Quote the data below in full, minus the images.

[Location labeling records]
────────────────────────────────────────

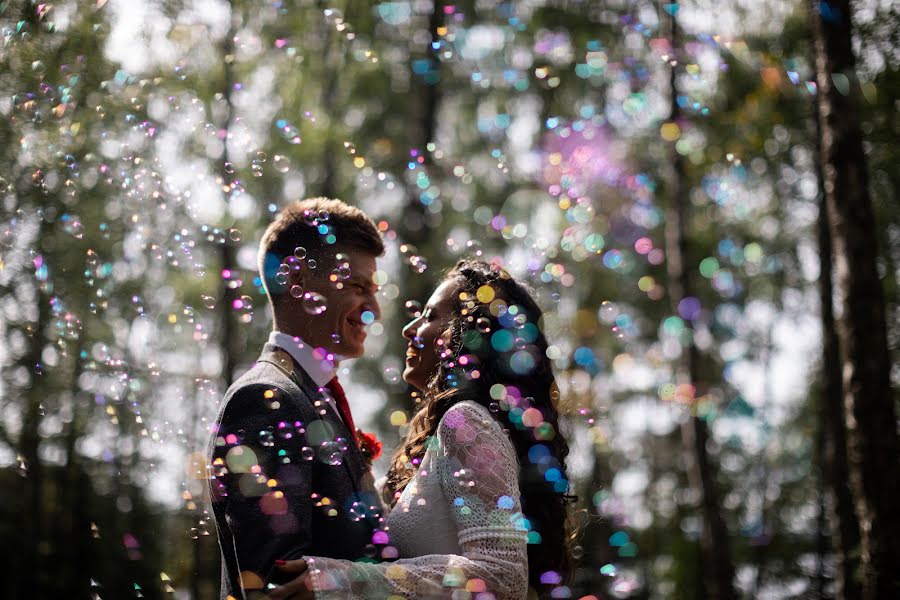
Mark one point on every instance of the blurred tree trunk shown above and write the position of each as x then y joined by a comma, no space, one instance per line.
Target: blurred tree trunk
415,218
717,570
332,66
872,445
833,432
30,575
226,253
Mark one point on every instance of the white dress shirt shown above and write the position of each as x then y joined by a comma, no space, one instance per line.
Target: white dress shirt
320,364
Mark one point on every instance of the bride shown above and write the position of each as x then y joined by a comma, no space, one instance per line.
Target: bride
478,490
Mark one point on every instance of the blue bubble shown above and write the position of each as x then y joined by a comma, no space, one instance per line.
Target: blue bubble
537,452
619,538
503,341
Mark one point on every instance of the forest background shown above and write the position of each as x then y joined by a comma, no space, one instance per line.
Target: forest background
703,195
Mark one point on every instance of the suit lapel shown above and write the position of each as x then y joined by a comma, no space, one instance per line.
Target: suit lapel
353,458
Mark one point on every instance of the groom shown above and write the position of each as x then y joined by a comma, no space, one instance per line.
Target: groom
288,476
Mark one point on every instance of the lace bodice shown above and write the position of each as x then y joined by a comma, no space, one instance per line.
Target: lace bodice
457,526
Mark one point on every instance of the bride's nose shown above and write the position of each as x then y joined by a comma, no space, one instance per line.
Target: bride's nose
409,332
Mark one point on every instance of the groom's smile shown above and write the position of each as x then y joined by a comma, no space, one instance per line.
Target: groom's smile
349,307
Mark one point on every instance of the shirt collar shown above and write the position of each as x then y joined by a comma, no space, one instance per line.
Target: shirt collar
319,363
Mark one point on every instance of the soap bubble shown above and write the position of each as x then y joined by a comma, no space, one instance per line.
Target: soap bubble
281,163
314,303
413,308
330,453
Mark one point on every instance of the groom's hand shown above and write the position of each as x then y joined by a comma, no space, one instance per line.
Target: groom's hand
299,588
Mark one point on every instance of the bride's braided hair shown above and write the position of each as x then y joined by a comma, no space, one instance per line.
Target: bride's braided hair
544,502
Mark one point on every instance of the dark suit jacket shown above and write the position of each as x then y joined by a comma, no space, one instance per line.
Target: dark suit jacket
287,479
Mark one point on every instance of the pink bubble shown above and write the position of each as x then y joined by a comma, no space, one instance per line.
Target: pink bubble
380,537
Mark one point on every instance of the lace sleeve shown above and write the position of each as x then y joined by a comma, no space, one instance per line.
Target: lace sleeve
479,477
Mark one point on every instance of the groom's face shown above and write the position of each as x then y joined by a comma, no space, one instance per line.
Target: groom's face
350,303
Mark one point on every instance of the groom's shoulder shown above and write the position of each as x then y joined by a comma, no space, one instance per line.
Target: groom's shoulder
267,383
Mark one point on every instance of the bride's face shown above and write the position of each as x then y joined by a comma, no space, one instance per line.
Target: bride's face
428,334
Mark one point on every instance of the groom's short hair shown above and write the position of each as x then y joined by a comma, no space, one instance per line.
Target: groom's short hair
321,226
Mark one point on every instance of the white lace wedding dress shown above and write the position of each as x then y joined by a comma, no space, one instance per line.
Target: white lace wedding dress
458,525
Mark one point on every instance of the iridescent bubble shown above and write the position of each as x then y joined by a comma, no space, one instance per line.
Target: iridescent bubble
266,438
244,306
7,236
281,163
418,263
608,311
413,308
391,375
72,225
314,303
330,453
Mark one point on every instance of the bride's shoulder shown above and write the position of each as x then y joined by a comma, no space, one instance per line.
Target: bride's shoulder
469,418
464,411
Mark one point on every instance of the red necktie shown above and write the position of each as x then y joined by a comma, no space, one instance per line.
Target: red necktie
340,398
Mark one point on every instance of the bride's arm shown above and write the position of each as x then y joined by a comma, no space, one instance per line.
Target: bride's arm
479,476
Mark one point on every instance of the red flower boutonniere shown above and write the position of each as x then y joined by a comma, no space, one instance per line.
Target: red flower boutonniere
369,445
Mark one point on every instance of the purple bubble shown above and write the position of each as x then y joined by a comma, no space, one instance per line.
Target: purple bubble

────────────────────────────────────────

Written response:
Mark one point on every instance of the blurred tree trunk shown above and write the position of each as x then y joined by a comma, no space, one instance per line.
Target: blurred tree trunk
415,218
717,570
332,66
872,445
833,432
30,575
226,253
Mark one point on every instance of the white dress shirt shown above and write the position of each as x then y joined by a comma, no space, one instance per line.
Target: white dress shirt
320,364
Mark one point on every instance of the bride shown above and write the position of each as x then y joined by a comma, no space, one instance per line.
Target: bride
478,490
Mark one point on every instance of the blue bubble shown above and write the position of each as x then y joined by a comma, no space, one instance per line.
Target: blue bubble
537,452
619,538
503,341
Mark one point on every instance of the forest background shown above and write the position of each as x then y joined by a comma, no space, one instance per line.
Target: forest background
703,195
Mark one point on every instance of the suit lapel shown above and write the position of each as x then y joined by a comma, no space, one instance per line.
Target: suit lapel
353,458
Mark one point on every instance of the groom shown above and write the position of each as x then y joined by a comma, no space, one instance per line.
Target: groom
288,476
Mark one point on every instance of the lace bodice shown above and write the position of each as x then y joined by a comma, no space, one instance per line.
Target: lace bodice
457,526
Mark one point on every instance of the bride's nose shown above and write the position of each as x then y joined by a comma, no space, one instance per line.
Target: bride's nose
409,332
Mark one point on every instance of the groom's smile shown above and write the position of each as x then y joined by a comma, no space, one instance per line.
Target: groom's smile
349,307
Mark one point on every instance of the shirt collar shown above and write the position of each as x then y joined by a comma, no space, one instance per line.
Target: shirt collar
319,363
Mark one point on every instance of the soap bubble shown above and write the position of each as x then y joined by a comma, no space, one instance per line.
Target: soap bubble
281,163
314,303
413,308
330,453
Mark one point on every instance of the groom's hand shown above and write the position of each as x then y joined by a comma, no space, one instance per line.
Target: groom's hand
299,588
Mark one point on every instance of the bride's braided hair shown above and write the position of each as x then y joined by a comma, no space, one instance per line.
Target: bride's braided hair
544,502
Mark one point on every instance of the dark suit jacket shown above and write the position of each as x then y joined by a comma, no space, one instance per line.
Target: dark suit jacket
287,479
Mark one point on every instance of the pink bubble shown above and write the position of each as x then y joined by a comma, no space, one instance per line.
Target: pink bubble
380,537
Mark one point on every instance of the lace sleeve shown above and write the position of each as x then y joined by a comma, no space, one instance per line.
Target: lace sleeve
479,477
Mark one point on every instance of the groom's face shown above and write the position of each as x then y joined by a comma, no space, one instance per line.
Target: groom's face
350,303
Mark one point on every instance of the groom's shoulder shown above and write the position of each as x then y joined by a comma, no space, one instance per line.
Target: groom's shoulder
267,383
Mark one point on every instance of the bride's face shown above and write the position of each as x then y joined by a comma, no space, one instance per line.
Target: bride's face
428,334
Mark one point on every instance of the groom's short hair shown above and write the position of each as x then y joined by a comma, no space, one instance per line.
Target: groom's short hair
321,226
Mark one point on every instance of the white lace wedding dress shown above and write the position of each as x then y joined by a comma, no space, one instance per line.
Target: white lace wedding dress
458,525
Mark one point on every instance of the iridescent bubble shown above and write the position of each as x then y joined by a comma, no space, one instance per line.
Target: iridescent bubble
266,438
244,306
7,236
281,163
418,263
608,311
413,308
391,375
72,225
314,303
330,453
Mark one point on every instance of the bride's shoulder shown above and write the position of each as x then y joined by a comma, no space, one instance per line.
Target: bride's shoulder
469,418
464,411
Mark one point on every instance of the red necktie shown above and write the position of each as x then y joined by a comma, no space, one instance per line.
Target: red necktie
340,398
Mark one point on every instance of the bride's arm shown above and write the position of each as x then y joined by a comma, no space, one instance per line.
Target: bride's arm
479,476
Mark one point on every instance of the red flower boutonniere shown above and write the position of each as x then y joined by a comma, no space, one instance per line.
Target: red flower boutonniere
369,445
Mark one point on every instance of the purple bubble shown above and write the position of each as x then y joined by a comma, no space, one instance per line.
Target: purple bubble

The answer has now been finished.